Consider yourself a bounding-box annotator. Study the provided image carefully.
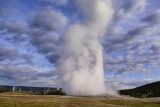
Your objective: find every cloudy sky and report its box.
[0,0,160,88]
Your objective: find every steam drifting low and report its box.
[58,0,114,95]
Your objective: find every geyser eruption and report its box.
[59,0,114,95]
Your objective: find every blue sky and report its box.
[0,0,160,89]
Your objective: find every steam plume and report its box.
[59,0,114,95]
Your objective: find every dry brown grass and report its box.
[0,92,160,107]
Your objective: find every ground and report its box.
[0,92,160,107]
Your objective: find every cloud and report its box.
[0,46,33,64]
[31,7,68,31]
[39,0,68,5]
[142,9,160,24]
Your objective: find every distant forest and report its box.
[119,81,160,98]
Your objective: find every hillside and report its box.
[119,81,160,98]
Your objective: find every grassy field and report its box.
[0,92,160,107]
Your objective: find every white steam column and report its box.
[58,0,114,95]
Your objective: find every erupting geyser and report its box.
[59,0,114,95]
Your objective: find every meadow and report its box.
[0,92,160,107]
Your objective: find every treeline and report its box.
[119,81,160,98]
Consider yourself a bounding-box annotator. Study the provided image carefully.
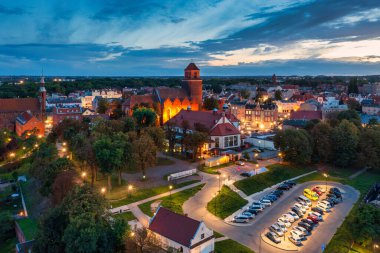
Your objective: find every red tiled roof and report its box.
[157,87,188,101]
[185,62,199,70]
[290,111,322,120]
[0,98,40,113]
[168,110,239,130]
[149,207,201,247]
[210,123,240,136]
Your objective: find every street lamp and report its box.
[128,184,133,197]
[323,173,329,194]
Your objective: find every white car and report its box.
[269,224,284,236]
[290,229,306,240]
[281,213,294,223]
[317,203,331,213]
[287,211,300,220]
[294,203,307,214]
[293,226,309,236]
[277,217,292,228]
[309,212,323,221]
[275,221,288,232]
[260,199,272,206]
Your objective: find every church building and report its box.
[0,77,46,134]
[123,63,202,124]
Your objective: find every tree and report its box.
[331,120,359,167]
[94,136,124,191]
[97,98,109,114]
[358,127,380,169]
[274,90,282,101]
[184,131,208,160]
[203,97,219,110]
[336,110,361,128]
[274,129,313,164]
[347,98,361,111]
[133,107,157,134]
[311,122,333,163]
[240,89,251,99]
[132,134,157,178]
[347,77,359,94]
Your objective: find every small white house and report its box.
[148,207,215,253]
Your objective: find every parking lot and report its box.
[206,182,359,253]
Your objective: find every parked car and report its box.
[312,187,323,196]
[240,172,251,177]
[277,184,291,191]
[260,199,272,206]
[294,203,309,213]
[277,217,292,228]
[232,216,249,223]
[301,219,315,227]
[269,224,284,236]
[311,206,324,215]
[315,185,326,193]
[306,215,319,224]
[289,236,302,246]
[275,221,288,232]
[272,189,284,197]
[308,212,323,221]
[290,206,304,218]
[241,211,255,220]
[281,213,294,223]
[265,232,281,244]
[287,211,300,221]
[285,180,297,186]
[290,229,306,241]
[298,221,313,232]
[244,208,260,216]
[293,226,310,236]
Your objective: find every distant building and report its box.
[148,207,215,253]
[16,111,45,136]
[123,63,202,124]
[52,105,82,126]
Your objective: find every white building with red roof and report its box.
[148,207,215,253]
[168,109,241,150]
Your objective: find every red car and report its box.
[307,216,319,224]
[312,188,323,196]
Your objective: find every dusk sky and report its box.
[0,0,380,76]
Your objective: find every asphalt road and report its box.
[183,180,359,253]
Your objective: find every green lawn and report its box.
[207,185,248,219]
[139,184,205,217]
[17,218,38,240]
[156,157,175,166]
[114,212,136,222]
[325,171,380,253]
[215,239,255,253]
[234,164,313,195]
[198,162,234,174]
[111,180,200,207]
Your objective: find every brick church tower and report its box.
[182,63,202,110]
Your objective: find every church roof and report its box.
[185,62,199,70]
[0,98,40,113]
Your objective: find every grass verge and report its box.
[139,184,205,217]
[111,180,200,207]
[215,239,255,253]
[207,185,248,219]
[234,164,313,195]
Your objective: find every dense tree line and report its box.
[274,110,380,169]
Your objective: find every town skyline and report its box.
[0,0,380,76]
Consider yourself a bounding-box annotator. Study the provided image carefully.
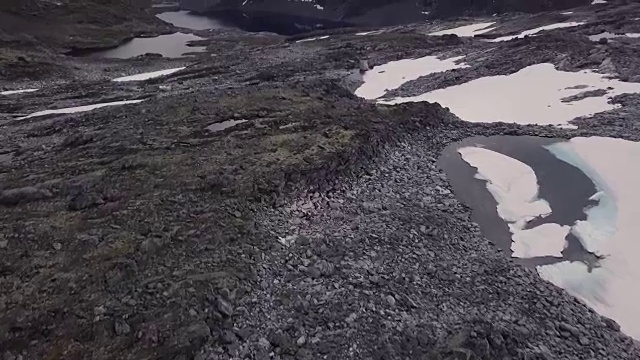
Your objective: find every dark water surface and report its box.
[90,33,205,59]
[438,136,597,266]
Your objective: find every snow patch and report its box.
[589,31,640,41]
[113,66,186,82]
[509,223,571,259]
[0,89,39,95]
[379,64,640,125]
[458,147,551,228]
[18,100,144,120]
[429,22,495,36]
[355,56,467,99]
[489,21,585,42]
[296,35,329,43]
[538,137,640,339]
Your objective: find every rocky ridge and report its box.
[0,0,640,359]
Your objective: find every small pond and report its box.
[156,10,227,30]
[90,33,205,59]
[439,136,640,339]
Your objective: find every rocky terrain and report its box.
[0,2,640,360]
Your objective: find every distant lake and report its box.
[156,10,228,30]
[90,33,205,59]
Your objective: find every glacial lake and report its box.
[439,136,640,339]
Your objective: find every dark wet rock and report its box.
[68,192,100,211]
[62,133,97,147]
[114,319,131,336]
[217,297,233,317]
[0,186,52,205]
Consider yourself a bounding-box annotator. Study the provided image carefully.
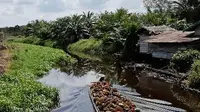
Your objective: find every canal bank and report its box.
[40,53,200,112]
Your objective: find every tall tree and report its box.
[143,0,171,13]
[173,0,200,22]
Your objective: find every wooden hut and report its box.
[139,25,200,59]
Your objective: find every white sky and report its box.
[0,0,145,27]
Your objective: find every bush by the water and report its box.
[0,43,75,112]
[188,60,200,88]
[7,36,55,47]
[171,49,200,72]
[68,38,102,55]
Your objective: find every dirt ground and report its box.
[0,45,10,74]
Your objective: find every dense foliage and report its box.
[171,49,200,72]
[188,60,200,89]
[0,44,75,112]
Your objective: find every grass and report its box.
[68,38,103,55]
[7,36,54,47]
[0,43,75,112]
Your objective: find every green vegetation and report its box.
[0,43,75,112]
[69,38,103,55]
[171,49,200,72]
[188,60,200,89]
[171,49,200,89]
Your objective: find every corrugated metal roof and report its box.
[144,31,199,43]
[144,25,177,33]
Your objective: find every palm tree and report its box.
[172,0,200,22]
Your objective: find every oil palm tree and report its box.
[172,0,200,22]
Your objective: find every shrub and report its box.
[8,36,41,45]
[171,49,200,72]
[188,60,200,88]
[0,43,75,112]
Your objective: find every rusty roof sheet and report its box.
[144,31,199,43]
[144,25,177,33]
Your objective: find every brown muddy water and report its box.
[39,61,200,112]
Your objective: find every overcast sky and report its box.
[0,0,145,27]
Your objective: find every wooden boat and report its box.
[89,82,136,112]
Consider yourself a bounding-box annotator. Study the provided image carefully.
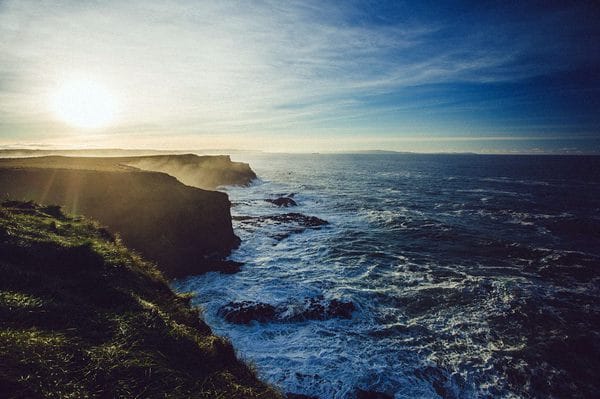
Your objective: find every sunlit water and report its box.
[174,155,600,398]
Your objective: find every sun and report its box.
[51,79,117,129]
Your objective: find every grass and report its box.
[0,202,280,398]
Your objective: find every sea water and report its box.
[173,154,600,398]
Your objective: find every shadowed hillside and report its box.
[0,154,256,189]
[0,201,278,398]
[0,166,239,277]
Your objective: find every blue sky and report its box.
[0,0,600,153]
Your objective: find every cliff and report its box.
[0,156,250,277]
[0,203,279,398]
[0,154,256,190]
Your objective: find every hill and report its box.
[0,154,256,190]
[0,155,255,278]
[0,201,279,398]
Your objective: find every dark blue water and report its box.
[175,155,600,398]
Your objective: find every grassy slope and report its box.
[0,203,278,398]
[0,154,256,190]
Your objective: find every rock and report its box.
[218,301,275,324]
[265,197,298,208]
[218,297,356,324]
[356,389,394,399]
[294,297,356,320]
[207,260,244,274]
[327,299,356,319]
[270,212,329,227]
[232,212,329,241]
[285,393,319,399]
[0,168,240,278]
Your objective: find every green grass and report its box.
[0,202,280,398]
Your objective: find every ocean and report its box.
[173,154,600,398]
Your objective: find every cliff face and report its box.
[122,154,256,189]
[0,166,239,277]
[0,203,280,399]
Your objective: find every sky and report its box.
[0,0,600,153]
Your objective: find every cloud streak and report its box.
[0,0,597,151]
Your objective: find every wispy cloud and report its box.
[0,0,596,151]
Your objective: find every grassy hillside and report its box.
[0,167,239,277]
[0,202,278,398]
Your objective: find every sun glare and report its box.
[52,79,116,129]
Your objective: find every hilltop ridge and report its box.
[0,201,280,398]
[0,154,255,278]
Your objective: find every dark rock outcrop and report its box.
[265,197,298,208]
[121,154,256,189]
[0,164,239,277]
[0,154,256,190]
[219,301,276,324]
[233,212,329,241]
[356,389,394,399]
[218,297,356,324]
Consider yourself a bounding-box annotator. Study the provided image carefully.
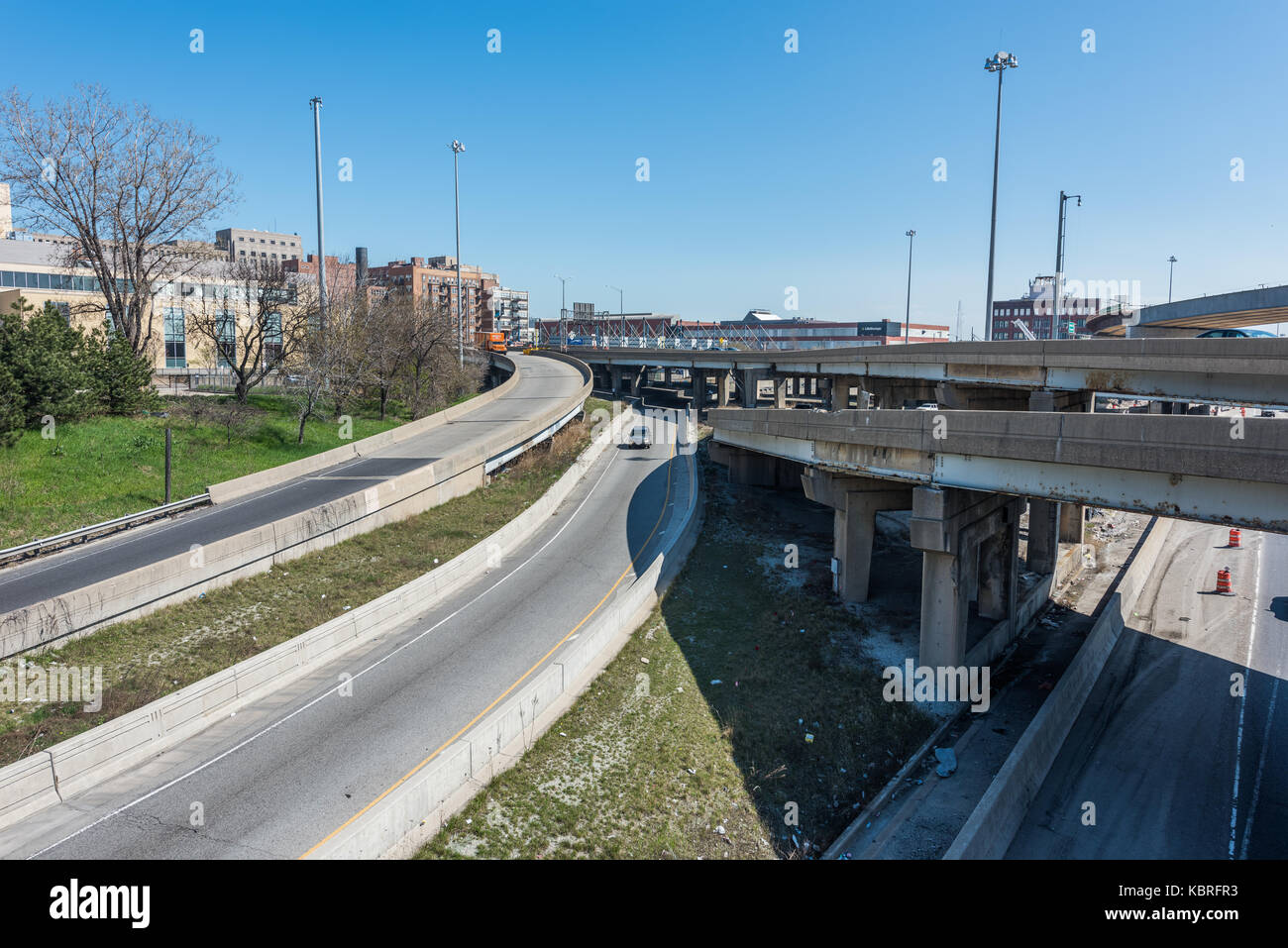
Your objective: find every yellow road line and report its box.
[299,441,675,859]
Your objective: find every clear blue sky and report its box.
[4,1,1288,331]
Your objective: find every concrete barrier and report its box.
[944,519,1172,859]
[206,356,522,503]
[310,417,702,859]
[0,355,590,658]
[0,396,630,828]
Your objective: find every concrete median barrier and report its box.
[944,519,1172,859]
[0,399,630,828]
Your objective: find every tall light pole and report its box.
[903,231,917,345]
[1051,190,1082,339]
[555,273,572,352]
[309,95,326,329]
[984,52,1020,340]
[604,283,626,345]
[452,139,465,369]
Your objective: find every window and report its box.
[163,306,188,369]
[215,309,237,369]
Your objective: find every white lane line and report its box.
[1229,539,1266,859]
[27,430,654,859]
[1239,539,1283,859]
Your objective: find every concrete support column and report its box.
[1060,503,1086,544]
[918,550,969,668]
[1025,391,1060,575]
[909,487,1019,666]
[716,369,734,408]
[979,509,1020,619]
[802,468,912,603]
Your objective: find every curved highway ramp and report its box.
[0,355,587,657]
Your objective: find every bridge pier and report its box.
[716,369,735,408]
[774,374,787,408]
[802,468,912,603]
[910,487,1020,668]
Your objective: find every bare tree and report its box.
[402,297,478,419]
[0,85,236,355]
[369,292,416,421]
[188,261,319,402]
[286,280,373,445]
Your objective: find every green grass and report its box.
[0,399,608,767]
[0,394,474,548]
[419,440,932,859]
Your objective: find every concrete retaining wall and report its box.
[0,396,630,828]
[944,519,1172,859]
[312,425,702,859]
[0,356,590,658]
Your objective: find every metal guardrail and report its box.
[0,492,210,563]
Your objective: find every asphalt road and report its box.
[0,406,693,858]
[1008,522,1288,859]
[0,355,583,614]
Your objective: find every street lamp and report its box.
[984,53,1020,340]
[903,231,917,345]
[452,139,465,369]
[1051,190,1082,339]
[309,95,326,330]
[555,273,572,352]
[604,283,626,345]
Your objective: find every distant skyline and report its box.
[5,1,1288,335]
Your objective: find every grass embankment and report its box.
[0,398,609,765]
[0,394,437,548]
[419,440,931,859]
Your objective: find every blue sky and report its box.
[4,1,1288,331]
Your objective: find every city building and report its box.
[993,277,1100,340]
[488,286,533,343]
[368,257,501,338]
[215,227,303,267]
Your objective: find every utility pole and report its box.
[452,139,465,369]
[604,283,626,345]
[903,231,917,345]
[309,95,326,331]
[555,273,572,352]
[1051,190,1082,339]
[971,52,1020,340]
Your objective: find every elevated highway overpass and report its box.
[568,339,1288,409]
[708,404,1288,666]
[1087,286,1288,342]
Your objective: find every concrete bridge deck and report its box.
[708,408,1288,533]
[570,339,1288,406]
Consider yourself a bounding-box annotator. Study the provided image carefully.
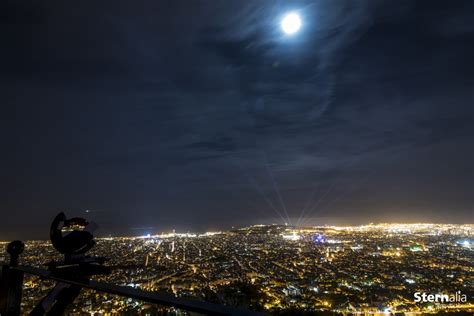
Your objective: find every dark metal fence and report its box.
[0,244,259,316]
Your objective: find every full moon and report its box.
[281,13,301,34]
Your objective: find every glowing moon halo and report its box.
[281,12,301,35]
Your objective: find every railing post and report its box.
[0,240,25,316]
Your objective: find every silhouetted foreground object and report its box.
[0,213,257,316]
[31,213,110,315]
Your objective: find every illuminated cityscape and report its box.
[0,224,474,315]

◇ ◇ ◇

■ Objective: Look above for the line containing "Your objective: find every concrete bridge"; output that line and all lines after it through the last one exactly, without the pictures.

■ In response:
Your objective: find every concrete bridge deck and report its box.
[708,408,1288,533]
[570,339,1288,406]
Consider yourself a bounding-box annotator. Study the provided image carefully.
Your objective: find every dark metal fence and report its box.
[0,244,259,316]
Your objective: find every full moon and report its box.
[281,13,301,34]
Your objective: find every glowing moon halo and report its box.
[281,12,301,35]
Your objective: find every railing post and report its box.
[0,240,25,316]
Your objective: find every silhouetted foreground object and report its box.
[0,213,257,316]
[31,213,110,315]
Your objective: find every illuminated cityscape and report its box.
[0,224,474,315]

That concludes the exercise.